> _Goal_
Rewrite all the records with "as tight as possible" changed to "as snug as possible" and everything else left as it is.

** BEGIN Material **

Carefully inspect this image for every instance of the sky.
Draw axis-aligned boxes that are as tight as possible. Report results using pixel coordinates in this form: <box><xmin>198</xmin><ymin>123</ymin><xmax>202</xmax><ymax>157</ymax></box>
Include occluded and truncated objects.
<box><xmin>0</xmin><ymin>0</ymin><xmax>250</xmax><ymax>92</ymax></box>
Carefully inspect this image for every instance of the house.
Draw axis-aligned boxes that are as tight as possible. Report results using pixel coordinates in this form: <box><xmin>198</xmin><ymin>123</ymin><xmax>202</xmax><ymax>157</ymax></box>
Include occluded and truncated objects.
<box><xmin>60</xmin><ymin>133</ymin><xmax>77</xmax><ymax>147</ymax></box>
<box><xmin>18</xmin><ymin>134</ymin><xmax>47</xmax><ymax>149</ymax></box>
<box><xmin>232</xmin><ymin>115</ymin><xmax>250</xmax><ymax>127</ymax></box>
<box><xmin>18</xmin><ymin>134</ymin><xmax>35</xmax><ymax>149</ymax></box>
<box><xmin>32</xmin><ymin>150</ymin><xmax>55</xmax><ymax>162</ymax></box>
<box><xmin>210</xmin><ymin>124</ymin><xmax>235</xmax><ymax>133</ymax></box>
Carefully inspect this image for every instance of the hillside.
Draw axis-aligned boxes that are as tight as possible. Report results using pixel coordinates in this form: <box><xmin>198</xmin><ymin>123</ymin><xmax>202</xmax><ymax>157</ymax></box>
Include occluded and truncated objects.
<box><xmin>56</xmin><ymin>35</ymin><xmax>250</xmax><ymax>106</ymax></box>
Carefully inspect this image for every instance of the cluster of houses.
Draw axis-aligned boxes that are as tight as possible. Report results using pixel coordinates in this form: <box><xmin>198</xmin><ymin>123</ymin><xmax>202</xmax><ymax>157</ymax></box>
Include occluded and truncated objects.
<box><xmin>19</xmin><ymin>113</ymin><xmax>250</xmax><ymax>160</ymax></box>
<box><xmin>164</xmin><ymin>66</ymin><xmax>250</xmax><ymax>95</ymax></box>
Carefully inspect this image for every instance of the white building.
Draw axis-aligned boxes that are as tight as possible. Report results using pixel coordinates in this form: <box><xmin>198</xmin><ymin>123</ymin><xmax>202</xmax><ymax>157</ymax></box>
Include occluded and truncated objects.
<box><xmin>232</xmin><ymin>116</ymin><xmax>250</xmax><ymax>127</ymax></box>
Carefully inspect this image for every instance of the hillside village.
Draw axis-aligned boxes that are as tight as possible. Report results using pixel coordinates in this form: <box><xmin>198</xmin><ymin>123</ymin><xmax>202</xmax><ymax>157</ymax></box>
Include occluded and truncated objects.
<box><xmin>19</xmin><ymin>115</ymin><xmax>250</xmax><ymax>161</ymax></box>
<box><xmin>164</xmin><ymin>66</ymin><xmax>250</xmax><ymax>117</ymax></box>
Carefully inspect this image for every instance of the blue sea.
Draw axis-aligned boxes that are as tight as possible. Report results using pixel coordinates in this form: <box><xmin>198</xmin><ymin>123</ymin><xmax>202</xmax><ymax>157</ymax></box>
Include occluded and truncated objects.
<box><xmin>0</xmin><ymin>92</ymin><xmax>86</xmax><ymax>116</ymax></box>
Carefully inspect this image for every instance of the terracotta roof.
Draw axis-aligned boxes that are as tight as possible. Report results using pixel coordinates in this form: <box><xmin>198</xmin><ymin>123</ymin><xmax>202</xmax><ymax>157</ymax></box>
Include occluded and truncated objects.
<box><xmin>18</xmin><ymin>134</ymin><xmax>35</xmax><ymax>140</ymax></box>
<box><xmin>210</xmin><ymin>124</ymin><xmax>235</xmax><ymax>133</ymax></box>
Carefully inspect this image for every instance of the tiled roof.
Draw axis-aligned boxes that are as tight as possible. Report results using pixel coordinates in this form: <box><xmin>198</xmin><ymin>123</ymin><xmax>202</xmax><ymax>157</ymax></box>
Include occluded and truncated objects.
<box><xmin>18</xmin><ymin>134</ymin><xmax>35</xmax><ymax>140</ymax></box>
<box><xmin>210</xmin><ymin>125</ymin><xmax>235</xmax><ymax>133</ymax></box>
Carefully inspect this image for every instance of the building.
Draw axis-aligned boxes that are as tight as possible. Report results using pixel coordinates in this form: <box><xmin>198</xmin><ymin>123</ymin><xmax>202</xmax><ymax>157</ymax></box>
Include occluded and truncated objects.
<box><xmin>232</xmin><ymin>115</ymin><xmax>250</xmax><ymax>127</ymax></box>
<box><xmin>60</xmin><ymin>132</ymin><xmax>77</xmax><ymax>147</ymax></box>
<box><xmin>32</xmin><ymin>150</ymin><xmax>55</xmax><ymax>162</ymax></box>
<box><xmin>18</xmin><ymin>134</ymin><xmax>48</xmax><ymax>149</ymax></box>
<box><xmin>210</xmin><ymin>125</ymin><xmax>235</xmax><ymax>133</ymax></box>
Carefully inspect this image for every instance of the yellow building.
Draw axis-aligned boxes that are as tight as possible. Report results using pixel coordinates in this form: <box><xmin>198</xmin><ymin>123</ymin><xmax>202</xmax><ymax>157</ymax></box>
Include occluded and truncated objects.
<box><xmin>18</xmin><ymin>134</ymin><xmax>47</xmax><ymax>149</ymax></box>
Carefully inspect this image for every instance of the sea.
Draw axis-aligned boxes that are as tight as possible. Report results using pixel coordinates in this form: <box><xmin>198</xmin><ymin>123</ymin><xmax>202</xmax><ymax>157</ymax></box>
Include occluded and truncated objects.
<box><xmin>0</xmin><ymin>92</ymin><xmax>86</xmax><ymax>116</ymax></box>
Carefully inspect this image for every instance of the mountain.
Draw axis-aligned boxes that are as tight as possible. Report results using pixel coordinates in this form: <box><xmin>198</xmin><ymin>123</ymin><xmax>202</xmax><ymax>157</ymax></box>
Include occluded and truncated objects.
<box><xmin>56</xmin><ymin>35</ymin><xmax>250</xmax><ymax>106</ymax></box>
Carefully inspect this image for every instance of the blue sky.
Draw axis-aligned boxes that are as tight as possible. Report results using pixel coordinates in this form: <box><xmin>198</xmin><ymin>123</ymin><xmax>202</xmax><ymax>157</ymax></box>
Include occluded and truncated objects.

** END Material **

> _Answer to the problem_
Carefully inspect this image for every instance of the sky.
Draw axis-aligned boxes that are as snug as possible. Report results using pixel coordinates in this form: <box><xmin>198</xmin><ymin>123</ymin><xmax>202</xmax><ymax>157</ymax></box>
Include occluded and truncated objects.
<box><xmin>0</xmin><ymin>0</ymin><xmax>250</xmax><ymax>92</ymax></box>
Carefully inspect this image for every instance of the house.
Draw axis-aligned boxes that are as snug as possible. Report results using pixel coordinates in this form: <box><xmin>198</xmin><ymin>123</ymin><xmax>202</xmax><ymax>157</ymax></box>
Include occluded and truncated objects.
<box><xmin>60</xmin><ymin>133</ymin><xmax>77</xmax><ymax>147</ymax></box>
<box><xmin>18</xmin><ymin>134</ymin><xmax>47</xmax><ymax>149</ymax></box>
<box><xmin>232</xmin><ymin>115</ymin><xmax>250</xmax><ymax>127</ymax></box>
<box><xmin>18</xmin><ymin>134</ymin><xmax>35</xmax><ymax>149</ymax></box>
<box><xmin>32</xmin><ymin>150</ymin><xmax>55</xmax><ymax>162</ymax></box>
<box><xmin>210</xmin><ymin>124</ymin><xmax>235</xmax><ymax>133</ymax></box>
Carefully inspect this image for every instance of the hillside.
Draw axis-aligned boxes that are as snug as possible. Report results using pixel coordinates in this form: <box><xmin>198</xmin><ymin>123</ymin><xmax>202</xmax><ymax>157</ymax></box>
Include occluded and truncated objects.
<box><xmin>56</xmin><ymin>35</ymin><xmax>250</xmax><ymax>106</ymax></box>
Carefully inspect this image for every instance of the cluster of houses.
Draw axis-aligned boxes that are as snug as possible. Report results using pixel coordinates in this form: <box><xmin>198</xmin><ymin>123</ymin><xmax>202</xmax><ymax>157</ymax></box>
Include occluded and truncated objects.
<box><xmin>19</xmin><ymin>113</ymin><xmax>250</xmax><ymax>160</ymax></box>
<box><xmin>164</xmin><ymin>66</ymin><xmax>250</xmax><ymax>95</ymax></box>
Carefully inspect this image for every instance of the white building.
Draw axis-aligned boxes that are as snug as possible. Report results using pixel coordinates in this form: <box><xmin>198</xmin><ymin>123</ymin><xmax>202</xmax><ymax>157</ymax></box>
Include occluded and truncated objects.
<box><xmin>232</xmin><ymin>116</ymin><xmax>250</xmax><ymax>127</ymax></box>
Carefully inspect this image for every instance of the hillside village.
Draw axis-aligned boxes that are as snug as possible. Report results using pixel coordinates in this form: <box><xmin>198</xmin><ymin>123</ymin><xmax>202</xmax><ymax>157</ymax></box>
Include occluded and truncated objects.
<box><xmin>19</xmin><ymin>115</ymin><xmax>250</xmax><ymax>161</ymax></box>
<box><xmin>164</xmin><ymin>66</ymin><xmax>250</xmax><ymax>117</ymax></box>
Carefully inspect this image for every instance of the blue sea.
Draw axis-aligned boxes that are as snug as possible. Report results using pixel coordinates in this form: <box><xmin>198</xmin><ymin>123</ymin><xmax>202</xmax><ymax>157</ymax></box>
Include occluded and truncated objects.
<box><xmin>0</xmin><ymin>92</ymin><xmax>86</xmax><ymax>116</ymax></box>
Carefully inspect this image for every instance of the terracotta roof.
Draw axis-aligned boxes that are as snug as possible. Report results using pixel coordinates in this form: <box><xmin>198</xmin><ymin>123</ymin><xmax>202</xmax><ymax>157</ymax></box>
Include occluded and truncated objects.
<box><xmin>18</xmin><ymin>134</ymin><xmax>35</xmax><ymax>140</ymax></box>
<box><xmin>210</xmin><ymin>124</ymin><xmax>235</xmax><ymax>133</ymax></box>
Carefully inspect this image for every instance of the tiled roof.
Draw axis-aligned boxes that are as snug as possible. Report results using pixel coordinates in this form: <box><xmin>198</xmin><ymin>123</ymin><xmax>202</xmax><ymax>157</ymax></box>
Include occluded and truncated objects.
<box><xmin>18</xmin><ymin>134</ymin><xmax>35</xmax><ymax>140</ymax></box>
<box><xmin>210</xmin><ymin>125</ymin><xmax>235</xmax><ymax>133</ymax></box>
Carefully inspect this image for every instance of the building.
Draw axis-aligned boxes that are as snug as possible. Report results using pixel coordinates in this form: <box><xmin>198</xmin><ymin>123</ymin><xmax>202</xmax><ymax>157</ymax></box>
Include occluded and truncated objects.
<box><xmin>232</xmin><ymin>115</ymin><xmax>250</xmax><ymax>127</ymax></box>
<box><xmin>60</xmin><ymin>132</ymin><xmax>77</xmax><ymax>147</ymax></box>
<box><xmin>32</xmin><ymin>150</ymin><xmax>55</xmax><ymax>162</ymax></box>
<box><xmin>18</xmin><ymin>134</ymin><xmax>48</xmax><ymax>149</ymax></box>
<box><xmin>210</xmin><ymin>125</ymin><xmax>235</xmax><ymax>133</ymax></box>
Carefully inspect this image for every instance of the yellow building.
Draw axis-aligned boxes that are as snug as possible. Report results using pixel coordinates in this form: <box><xmin>198</xmin><ymin>123</ymin><xmax>202</xmax><ymax>157</ymax></box>
Include occluded and truncated objects.
<box><xmin>18</xmin><ymin>134</ymin><xmax>47</xmax><ymax>149</ymax></box>
Carefully inspect this image for every instance of the sea.
Draw axis-aligned boxes that are as snug as possible. Report results using pixel coordinates in this form: <box><xmin>198</xmin><ymin>123</ymin><xmax>202</xmax><ymax>157</ymax></box>
Include occluded and truncated objects.
<box><xmin>0</xmin><ymin>92</ymin><xmax>86</xmax><ymax>116</ymax></box>
Carefully inspect this image for every instance of the mountain.
Draw axis-aligned boxes that are as snug as possible. Report results using pixel coordinates in this form: <box><xmin>198</xmin><ymin>123</ymin><xmax>202</xmax><ymax>157</ymax></box>
Include occluded and truncated objects.
<box><xmin>56</xmin><ymin>35</ymin><xmax>250</xmax><ymax>106</ymax></box>
Carefully inspect this image for every instance of the blue sky.
Draw axis-aligned boxes that are as snug as possible. Report results using pixel coordinates in this form: <box><xmin>198</xmin><ymin>123</ymin><xmax>202</xmax><ymax>157</ymax></box>
Include occluded and truncated objects.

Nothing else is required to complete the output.